* _What is required_
Can you reproduce all of the lines below word for word, leaving the picture out?

[Records excerpted from a collection]
- - - - -

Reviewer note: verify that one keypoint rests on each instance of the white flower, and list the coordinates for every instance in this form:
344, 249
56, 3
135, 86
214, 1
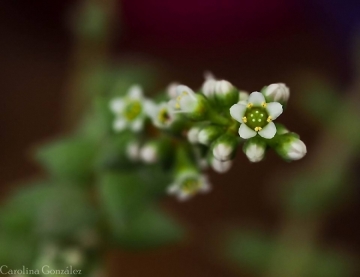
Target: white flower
243, 97
223, 151
221, 166
296, 150
193, 134
133, 151
225, 146
209, 133
277, 93
129, 110
188, 102
188, 184
208, 88
149, 153
255, 151
160, 115
223, 87
256, 116
171, 90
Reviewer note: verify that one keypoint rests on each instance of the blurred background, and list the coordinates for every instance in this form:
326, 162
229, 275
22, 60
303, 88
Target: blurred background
47, 48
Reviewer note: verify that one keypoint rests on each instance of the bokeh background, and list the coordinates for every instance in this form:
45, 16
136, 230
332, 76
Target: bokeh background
309, 45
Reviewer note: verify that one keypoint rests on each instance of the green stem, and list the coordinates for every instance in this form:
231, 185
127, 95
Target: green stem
218, 119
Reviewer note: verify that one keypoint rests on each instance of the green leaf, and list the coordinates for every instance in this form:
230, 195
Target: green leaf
123, 196
66, 211
69, 159
152, 228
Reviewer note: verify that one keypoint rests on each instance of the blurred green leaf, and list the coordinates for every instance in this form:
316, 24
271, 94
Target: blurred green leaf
151, 228
123, 196
331, 264
312, 195
69, 159
16, 251
65, 212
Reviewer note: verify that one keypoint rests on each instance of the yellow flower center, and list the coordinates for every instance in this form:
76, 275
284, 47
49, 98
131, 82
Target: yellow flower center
132, 110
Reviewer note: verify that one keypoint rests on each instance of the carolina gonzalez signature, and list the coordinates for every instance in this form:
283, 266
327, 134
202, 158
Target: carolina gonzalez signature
46, 270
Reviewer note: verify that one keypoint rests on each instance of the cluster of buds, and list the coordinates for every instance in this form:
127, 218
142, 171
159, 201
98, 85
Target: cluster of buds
210, 124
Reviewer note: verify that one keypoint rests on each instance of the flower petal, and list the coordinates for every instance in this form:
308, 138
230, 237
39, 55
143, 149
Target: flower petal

- - - - -

* _Complete response_
Reviewer note: verify that one keypoint rests on each instance of the white flower, and list the coordinates for every instance in this form:
344, 249
56, 3
135, 86
214, 1
Target: white flower
243, 97
223, 151
221, 166
296, 150
193, 134
133, 151
225, 146
209, 133
277, 93
129, 110
188, 102
188, 184
208, 88
149, 153
255, 151
160, 115
223, 87
256, 116
171, 90
Reviewer note: verify that one keypoint rests on each instance of the blurred background, and list the coordinates for every instance in this form:
326, 162
229, 275
22, 60
303, 88
Target: blurred background
47, 48
Reviewer note: verify that one keypoint rests on each instance of the bokeh background, and list the coordinates for every instance in this form:
45, 16
136, 230
332, 76
Target: bokeh background
309, 45
Reviewer note: verify that one keypoint rests on each instance of the green stem, and list the coordinates for every instance in this form:
231, 185
127, 95
Target: green stem
218, 119
Reviewer note: verify that one keypoint rests on each instance of the green leaf, and list the coordinates for every instance in this form:
230, 195
Target: green leaf
123, 196
66, 211
69, 159
152, 228
Reviewer note: verify that one keypoint rests on each instance of the blurred green leaf, and list the coordinates for every instance in this form:
316, 24
271, 94
Target: blurred green leaf
151, 228
123, 196
331, 264
312, 195
69, 159
16, 251
65, 212
Reviewer note: verify that one keypoint rests on each instance of the yellow flower center, and list the coordinates for every instance in this form:
76, 275
284, 47
49, 98
131, 82
Target: yellow flower center
132, 110
Reviewer note: verify that one keypoint rests on each instance of the carolina gonzalez signature, and list the coordinates for every instance in this form:
283, 266
327, 134
202, 158
Target: carolina gonzalez signature
46, 270
Reviewer note: verify that one keypoint rests on each instance of the cluster of buds, and list the coordinates for every instance in this form:
127, 218
142, 171
159, 201
98, 85
Target: cluster of buds
210, 124
Reviewer note: verify that one keypoint rests on each instance of the flower petal, and list the coordinates for every instance in this form:
308, 138
230, 237
39, 55
143, 149
Target: flower petal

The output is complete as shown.